— PROBLEM TO SOLVE —
Output, word for word, every line from the line with "Question. For every instance of the green vegetation" through the final line of the data below.

━━━━━ ITEMS ━━━━━

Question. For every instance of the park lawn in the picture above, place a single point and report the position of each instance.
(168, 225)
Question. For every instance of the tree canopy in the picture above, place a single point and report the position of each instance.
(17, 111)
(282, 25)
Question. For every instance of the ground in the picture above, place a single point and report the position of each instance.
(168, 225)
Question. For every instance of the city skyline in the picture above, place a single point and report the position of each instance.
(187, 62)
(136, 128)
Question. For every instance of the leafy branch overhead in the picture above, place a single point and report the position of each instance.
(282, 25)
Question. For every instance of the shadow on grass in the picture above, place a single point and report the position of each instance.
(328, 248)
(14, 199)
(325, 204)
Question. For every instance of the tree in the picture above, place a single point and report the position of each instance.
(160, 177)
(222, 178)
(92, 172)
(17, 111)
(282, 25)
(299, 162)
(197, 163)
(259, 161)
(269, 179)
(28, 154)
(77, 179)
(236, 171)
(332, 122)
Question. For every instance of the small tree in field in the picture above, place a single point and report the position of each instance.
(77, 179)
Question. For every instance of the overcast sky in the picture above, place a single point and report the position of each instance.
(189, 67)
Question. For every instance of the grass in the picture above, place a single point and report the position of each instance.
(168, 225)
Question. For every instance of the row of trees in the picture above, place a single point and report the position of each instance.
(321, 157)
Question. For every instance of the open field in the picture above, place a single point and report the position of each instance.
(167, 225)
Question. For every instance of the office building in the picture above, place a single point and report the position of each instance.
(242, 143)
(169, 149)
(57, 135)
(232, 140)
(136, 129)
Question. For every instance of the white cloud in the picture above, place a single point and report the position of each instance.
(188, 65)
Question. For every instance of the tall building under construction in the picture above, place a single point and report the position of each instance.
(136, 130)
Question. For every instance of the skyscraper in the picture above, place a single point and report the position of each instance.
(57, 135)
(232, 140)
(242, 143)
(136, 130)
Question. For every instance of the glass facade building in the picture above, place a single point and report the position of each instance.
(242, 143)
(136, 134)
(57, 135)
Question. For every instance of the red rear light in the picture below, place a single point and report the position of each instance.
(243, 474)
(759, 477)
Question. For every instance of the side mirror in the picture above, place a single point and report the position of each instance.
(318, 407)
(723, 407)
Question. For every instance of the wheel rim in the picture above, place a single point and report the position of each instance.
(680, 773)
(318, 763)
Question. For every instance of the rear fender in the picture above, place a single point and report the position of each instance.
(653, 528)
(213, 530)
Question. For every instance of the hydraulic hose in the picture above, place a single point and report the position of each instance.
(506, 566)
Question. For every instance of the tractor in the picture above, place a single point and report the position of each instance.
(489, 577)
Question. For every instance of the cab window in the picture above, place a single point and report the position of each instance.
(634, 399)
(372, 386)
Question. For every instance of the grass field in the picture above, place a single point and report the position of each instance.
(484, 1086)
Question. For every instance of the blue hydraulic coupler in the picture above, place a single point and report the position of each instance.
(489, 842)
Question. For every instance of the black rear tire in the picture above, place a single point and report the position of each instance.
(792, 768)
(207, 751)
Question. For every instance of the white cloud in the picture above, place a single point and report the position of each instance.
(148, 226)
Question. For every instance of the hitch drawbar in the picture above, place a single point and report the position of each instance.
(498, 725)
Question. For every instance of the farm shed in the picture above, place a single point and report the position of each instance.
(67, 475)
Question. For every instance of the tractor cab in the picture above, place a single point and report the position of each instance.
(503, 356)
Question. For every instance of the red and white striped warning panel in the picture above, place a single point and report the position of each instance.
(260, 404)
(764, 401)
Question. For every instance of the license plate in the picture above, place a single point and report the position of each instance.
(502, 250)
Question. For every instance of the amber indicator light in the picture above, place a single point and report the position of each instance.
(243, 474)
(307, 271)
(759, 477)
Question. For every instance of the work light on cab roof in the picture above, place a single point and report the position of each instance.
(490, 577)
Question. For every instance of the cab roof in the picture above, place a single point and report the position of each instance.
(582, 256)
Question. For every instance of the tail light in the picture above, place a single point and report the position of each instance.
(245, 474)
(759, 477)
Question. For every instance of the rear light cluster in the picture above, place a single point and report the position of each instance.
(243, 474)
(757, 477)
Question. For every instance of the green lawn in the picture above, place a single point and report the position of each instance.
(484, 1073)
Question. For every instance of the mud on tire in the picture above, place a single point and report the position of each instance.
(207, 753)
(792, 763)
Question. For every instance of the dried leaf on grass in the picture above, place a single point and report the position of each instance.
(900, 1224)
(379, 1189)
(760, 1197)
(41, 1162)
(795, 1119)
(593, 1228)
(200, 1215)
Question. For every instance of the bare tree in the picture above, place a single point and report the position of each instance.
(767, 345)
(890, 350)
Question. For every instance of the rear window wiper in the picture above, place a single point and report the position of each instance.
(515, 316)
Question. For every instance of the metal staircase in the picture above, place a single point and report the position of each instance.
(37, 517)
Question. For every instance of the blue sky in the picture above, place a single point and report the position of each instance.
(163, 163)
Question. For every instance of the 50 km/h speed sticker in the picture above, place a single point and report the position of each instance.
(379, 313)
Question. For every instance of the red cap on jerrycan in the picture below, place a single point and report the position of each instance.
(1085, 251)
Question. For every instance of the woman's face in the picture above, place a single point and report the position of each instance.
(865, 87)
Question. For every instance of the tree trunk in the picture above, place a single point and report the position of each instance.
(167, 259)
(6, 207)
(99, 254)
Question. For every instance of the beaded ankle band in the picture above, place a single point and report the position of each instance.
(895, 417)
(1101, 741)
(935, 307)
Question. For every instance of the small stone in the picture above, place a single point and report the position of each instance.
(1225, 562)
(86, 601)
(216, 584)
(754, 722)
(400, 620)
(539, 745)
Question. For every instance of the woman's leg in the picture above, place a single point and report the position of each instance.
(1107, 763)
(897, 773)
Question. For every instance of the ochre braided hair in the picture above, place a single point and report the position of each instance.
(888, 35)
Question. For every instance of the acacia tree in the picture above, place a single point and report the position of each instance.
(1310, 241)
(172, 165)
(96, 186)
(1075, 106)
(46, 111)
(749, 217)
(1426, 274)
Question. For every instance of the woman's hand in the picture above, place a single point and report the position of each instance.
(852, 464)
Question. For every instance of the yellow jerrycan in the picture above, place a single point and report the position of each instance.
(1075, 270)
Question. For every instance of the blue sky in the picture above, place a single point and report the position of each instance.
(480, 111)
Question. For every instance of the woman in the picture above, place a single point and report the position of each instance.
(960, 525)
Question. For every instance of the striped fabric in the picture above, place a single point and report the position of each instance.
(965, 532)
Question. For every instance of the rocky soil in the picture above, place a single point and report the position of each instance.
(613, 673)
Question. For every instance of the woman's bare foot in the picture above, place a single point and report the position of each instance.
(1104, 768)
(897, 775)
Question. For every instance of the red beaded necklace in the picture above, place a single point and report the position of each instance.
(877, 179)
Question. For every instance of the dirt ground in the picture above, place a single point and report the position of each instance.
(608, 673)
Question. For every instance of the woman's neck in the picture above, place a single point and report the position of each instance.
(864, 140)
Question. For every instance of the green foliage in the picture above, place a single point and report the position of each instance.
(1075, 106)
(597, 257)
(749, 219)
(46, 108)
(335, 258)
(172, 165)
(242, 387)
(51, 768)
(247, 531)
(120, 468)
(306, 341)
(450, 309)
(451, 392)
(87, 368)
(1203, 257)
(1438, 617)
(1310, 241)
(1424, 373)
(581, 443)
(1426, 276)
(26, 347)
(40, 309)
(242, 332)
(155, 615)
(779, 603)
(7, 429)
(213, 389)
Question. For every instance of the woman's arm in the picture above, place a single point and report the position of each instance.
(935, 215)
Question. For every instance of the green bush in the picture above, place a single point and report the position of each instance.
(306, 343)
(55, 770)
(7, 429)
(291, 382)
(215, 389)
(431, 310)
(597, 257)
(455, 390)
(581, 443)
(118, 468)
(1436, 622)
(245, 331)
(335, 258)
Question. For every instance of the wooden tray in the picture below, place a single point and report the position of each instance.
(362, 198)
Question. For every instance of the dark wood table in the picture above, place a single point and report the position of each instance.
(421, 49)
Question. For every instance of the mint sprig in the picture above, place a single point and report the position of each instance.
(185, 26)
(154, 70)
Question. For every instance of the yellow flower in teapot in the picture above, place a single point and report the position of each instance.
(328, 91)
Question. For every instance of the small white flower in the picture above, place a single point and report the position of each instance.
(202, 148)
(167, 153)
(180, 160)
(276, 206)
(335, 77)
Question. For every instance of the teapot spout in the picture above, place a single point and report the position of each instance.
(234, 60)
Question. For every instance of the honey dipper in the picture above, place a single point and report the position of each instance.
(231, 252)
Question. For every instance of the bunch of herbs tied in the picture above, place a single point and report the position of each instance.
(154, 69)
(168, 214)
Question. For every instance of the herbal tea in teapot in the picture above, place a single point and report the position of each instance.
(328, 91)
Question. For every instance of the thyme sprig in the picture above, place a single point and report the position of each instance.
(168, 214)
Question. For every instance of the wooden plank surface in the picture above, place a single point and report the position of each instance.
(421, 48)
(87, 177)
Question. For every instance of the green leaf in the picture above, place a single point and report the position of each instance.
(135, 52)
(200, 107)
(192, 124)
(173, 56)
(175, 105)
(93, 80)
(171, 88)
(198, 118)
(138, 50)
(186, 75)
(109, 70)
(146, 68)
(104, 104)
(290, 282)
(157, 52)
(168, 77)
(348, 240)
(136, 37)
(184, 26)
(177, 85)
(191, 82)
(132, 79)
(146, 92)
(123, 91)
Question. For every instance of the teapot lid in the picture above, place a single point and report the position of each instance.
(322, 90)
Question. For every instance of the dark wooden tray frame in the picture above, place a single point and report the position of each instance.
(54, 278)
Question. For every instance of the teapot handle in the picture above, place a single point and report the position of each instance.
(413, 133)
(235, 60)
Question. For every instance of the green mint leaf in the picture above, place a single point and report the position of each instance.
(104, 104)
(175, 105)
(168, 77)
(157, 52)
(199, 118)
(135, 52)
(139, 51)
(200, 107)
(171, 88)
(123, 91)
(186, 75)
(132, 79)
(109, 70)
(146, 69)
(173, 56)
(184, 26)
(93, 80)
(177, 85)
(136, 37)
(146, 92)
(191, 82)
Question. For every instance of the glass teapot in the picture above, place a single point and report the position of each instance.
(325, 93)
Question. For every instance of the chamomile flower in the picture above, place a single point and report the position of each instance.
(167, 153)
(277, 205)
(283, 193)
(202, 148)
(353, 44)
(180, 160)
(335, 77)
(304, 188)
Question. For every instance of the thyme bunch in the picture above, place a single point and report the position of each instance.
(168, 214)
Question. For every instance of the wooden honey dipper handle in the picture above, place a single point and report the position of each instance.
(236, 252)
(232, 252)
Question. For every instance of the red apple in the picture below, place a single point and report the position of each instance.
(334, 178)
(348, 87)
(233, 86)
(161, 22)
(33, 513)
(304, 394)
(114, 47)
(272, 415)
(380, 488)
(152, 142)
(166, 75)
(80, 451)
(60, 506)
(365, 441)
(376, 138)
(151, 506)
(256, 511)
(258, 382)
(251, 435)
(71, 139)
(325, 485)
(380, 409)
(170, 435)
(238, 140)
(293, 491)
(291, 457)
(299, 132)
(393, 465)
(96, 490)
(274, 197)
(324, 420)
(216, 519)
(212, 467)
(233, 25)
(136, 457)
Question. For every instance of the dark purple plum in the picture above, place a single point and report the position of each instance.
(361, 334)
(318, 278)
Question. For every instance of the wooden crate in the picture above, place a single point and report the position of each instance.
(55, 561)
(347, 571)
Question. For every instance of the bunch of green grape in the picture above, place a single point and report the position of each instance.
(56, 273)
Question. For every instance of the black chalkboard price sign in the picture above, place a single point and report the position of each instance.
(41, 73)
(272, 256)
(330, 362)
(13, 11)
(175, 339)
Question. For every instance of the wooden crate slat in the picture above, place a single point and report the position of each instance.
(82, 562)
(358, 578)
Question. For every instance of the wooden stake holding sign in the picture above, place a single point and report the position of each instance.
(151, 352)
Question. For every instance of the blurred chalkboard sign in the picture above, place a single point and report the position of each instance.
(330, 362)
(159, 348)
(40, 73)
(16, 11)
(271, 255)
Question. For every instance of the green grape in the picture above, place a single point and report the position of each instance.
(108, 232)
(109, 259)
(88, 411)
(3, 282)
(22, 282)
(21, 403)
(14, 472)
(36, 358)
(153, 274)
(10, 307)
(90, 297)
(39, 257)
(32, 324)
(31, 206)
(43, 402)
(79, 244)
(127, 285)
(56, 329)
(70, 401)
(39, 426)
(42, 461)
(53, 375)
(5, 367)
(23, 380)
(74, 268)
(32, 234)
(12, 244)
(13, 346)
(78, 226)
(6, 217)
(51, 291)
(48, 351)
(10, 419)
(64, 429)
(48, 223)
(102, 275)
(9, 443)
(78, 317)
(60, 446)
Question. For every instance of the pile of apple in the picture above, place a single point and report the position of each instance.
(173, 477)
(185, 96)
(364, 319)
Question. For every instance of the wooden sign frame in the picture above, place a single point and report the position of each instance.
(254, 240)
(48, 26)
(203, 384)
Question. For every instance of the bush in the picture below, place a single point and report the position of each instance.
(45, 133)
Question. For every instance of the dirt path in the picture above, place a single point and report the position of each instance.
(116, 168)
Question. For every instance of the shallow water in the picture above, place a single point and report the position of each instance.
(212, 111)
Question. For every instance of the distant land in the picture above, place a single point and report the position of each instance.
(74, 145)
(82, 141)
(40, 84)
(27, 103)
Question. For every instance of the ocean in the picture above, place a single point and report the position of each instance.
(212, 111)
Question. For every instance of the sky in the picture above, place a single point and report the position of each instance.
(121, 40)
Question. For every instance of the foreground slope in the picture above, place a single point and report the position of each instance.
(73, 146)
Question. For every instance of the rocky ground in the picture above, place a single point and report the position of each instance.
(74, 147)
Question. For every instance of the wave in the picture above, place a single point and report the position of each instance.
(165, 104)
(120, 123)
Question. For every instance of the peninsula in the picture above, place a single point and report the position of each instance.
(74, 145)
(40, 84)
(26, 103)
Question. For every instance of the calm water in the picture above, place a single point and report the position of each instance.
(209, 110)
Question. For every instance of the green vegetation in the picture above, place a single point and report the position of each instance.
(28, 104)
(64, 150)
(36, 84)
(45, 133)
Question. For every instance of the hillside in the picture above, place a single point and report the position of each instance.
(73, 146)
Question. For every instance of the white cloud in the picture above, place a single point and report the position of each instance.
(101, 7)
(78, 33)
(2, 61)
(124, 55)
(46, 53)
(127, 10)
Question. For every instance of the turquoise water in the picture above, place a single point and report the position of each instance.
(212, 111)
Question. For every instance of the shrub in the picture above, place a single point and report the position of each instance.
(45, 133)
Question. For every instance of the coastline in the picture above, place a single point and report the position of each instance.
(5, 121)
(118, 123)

━━━━━

— REPLY TO THE EXERCISE —
Question. For every instance of the green vegetation in the picture above, place a single point and report the position of each instance.
(28, 104)
(64, 150)
(36, 84)
(45, 133)
Question. For every instance of the hillside in the picture above, place a single point and report the position of each instance.
(73, 146)
Question. For every instance of the white cloud in the picture above, place a single point and report the position of each instance.
(101, 7)
(78, 33)
(2, 61)
(124, 55)
(46, 53)
(127, 10)
Question. For every instance of the turquoise water in the picture above, place a single point and report the position of each instance.
(212, 111)
Question. For every instance of the shrub in the picture above, place a single point and report the position of each instance.
(45, 133)
Question. For every instance of the coastline in the picture above, place a single point and report the position of each instance.
(5, 121)
(118, 123)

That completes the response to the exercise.